Task requirements:
When you return the data, keep every word exact and include none of the images.

Input for this task:
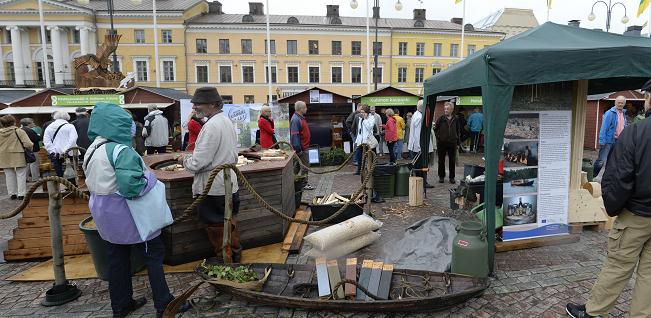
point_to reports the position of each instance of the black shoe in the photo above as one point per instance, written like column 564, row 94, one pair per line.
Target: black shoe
column 135, row 304
column 577, row 311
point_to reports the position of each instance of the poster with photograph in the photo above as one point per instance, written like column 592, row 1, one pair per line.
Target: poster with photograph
column 536, row 158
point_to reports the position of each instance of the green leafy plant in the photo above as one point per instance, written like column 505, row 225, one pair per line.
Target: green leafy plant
column 240, row 274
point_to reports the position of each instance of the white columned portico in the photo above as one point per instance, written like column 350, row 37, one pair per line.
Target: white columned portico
column 57, row 56
column 17, row 53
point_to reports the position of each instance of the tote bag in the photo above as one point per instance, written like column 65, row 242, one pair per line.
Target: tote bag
column 150, row 212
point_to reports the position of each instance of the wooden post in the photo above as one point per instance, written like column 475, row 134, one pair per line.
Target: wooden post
column 228, row 214
column 416, row 191
column 54, row 208
column 579, row 101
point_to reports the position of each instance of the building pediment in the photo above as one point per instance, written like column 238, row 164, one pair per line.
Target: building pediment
column 31, row 6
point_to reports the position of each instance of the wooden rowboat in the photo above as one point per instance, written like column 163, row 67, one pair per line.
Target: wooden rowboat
column 295, row 286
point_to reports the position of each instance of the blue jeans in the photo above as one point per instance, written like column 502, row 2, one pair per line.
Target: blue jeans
column 120, row 287
column 397, row 149
column 604, row 153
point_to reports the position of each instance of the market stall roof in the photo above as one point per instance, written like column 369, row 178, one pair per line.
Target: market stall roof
column 24, row 110
column 551, row 53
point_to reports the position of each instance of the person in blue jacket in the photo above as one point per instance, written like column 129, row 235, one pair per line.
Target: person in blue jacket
column 613, row 123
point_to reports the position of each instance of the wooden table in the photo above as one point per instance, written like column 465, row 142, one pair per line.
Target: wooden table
column 187, row 240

Worked solution:
point_to reports the position of each instance of the black shoe in the photo above as one point per instance, written like column 564, row 94, one pair per line.
Target: black shoe
column 135, row 304
column 577, row 311
point_to reports the position of each instance of the poster with photograph in the photo above as one point per instance, written like column 592, row 1, one pair per line.
Target: poster with photograph
column 536, row 158
point_to reports the position of each instance of the green leafy plant in the photo above as one point per instance, written like column 505, row 225, one pair per line.
Target: green leafy plant
column 240, row 274
point_to reports the position of each instance of the white columned portico in the photo above as one point per instance, written like column 350, row 37, one pair per line.
Target: white columned portico
column 57, row 56
column 17, row 53
point_to reports the position of each instance of the tote bag in the photo above as one point per instance, written like column 65, row 242, one pair per line.
Target: tote bag
column 150, row 212
point_to reports the position of each instance of the wooden post in the photo above as one point per instance, written like column 475, row 134, one pair per line.
Target: wooden post
column 228, row 214
column 416, row 191
column 54, row 208
column 579, row 101
point_to reports the position of each instance of the building pediment in the photo above as one point per instance, written like column 238, row 164, one pair per line.
Target: building pediment
column 31, row 6
point_to reports the position of each instance of the wooden rowboat in the photo above as one point per instance, written like column 163, row 67, one pair per line.
Target: wooden rowboat
column 295, row 286
point_to reports the position of each instance of the blue jeans in the photo above as one point per instance, written like column 502, row 2, one pair per line.
Target: blue jeans
column 120, row 287
column 397, row 149
column 604, row 153
point_to reports the position of each instance of the market stall roof in the photo above as one point per instance, written like column 369, row 178, one pair per line.
Target: market stall roof
column 24, row 110
column 551, row 53
point_to reports the position of each instance of the person in blue jacket in the photo above as one point per instance, written like column 129, row 235, one pair per line.
Target: person in blue jacket
column 613, row 123
point_to reports the position of each instance of the wooden table in the photo above as one point per instance, written like column 465, row 142, one pair per line.
Target: wooden table
column 187, row 240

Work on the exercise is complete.